EXCERPTED TEXT:
:::

The Milky Way is a barred spiral galaxy, about 100,000 light-years across. If you could look down on it from the top, you would see a central bulge surrounded by four large spiral arms that wrap around it. Spiral galaxies make up about two-third of the galaxies in the universe.
Unlike a regular spiral, a barred spiral contains a bar across its center region, and has two major arms. The Milky Way also contains two significant minor arms, as well as two smaller spurs. One of the spurs, known as the Orion Arm, contains the sun and the solar system. The Orion arm is located between two major arms, Perseus and Sagittarius.
The Milky Way does not sit still, but is constantly rotating. As such, the arms are moving through space. The sun and the solar system travel with them. The solar system travels at an average speed of 515,000 miles per hour (828,000 kilometers per hour). Even at this rapid speed, the solar system would take about 230 million years to travel all the way around the Milky Way.
Curled around the center of the galaxy, the spiral arms contain a high amount of dust and gas. New stars are constantly formed within the arms. These arms are contained in what is called the disk of the galaxy. It is only about 1,000 light-years thick.

:::

GIVEN DATA:
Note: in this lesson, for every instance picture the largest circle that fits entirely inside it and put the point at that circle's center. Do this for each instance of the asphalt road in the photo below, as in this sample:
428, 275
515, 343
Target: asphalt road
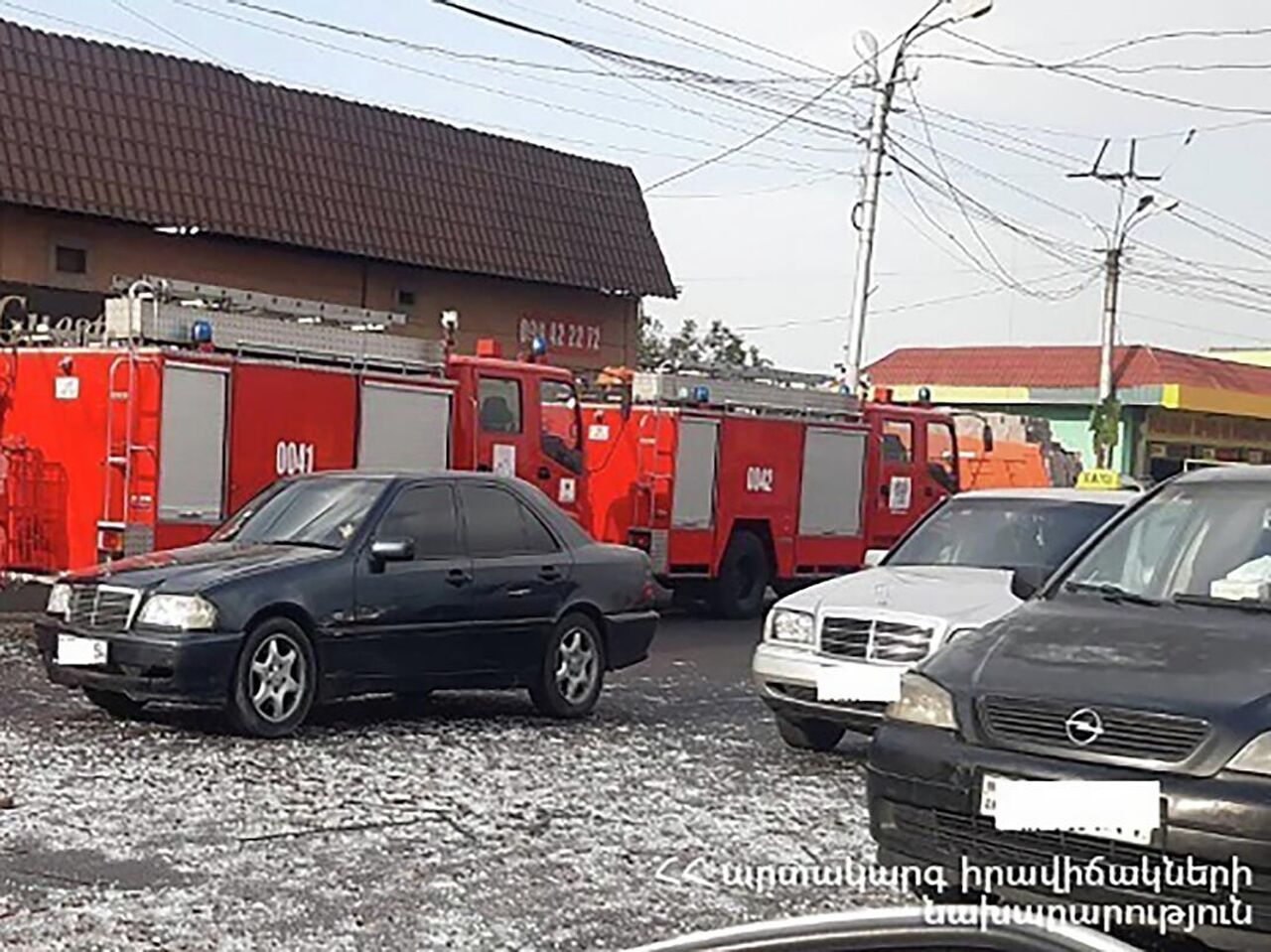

:::

LIST OF TASKS:
A - Write out everything in the Milky Way passage from "Curled around the" down to "1,000 light-years thick.".
B - Using the text on the Milky Way, answer these questions.
(i) About how wide is the Milky Way?
(ii) Between which two major arms is the Orion Arm located?
(iii) How thick is the disk of the galaxy?

ANSWERS IN ORDER:
A -
Curled around the center of the galaxy, the spiral arms contain a high amount of dust and gas. New stars are constantly formed within the arms. These arms are contained in what is called the disk of the galaxy. It is only about 1,000 light-years thick.

B -
(i) About 100,000 light-years across.
(ii) Perseus and Sagittarius.
(iii) Only about 1,000 light-years thick.